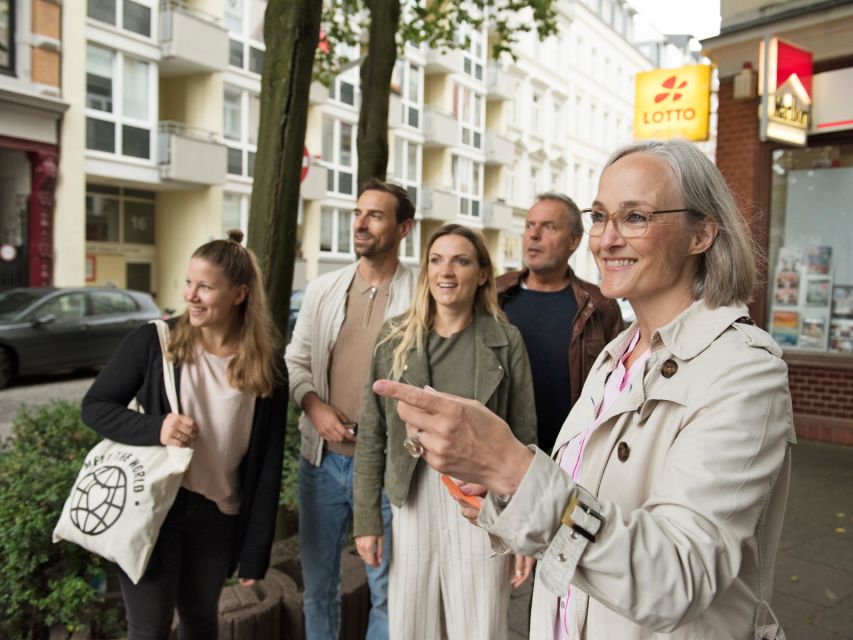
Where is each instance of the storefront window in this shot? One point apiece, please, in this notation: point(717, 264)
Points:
point(811, 249)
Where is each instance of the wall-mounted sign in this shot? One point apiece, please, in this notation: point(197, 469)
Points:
point(673, 103)
point(785, 84)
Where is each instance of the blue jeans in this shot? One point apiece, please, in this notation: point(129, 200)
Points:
point(325, 508)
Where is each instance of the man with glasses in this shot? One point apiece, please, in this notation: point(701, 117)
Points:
point(565, 321)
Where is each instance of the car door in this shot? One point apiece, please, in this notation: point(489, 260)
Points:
point(111, 316)
point(55, 338)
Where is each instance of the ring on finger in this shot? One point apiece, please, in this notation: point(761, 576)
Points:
point(413, 445)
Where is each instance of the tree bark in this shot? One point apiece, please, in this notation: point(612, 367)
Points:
point(291, 33)
point(376, 70)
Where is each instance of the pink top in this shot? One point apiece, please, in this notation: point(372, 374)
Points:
point(571, 453)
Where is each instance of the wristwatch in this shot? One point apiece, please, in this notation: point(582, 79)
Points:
point(583, 514)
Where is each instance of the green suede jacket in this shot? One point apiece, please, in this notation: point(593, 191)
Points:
point(503, 383)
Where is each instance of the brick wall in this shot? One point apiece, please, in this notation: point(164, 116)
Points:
point(822, 396)
point(738, 145)
point(823, 403)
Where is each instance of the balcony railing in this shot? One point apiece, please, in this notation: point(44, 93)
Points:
point(438, 204)
point(191, 40)
point(191, 155)
point(497, 215)
point(440, 129)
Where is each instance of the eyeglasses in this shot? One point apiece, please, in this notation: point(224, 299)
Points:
point(629, 223)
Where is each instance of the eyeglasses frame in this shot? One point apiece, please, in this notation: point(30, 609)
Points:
point(609, 216)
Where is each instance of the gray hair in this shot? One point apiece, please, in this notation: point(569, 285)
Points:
point(728, 272)
point(573, 210)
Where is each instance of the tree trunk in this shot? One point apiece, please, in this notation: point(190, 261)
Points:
point(291, 32)
point(376, 70)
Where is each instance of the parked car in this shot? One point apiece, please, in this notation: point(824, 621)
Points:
point(47, 330)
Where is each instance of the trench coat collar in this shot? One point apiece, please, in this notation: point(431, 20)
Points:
point(686, 336)
point(488, 371)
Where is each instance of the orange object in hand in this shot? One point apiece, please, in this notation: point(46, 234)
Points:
point(456, 492)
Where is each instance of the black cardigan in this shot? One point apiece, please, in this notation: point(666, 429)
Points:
point(136, 370)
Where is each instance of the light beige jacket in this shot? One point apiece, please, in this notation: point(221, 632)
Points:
point(692, 514)
point(310, 350)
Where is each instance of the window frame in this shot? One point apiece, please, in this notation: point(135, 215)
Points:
point(117, 116)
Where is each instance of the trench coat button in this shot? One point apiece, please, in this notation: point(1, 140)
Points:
point(669, 368)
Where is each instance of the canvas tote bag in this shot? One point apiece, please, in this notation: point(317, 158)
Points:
point(122, 494)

◆ DIRECTIONS FOR THIS TASK ◆
Lines containing the word "tree" are to be located in the entries and copied.

◆ TASK ANSWER ◆
Where is each instance of the tree bark in this shot? One point apiece, please, in this notation: point(612, 367)
Where is each instance of the tree trunk in this shot? One point apiece, please, in this notation: point(190, 261)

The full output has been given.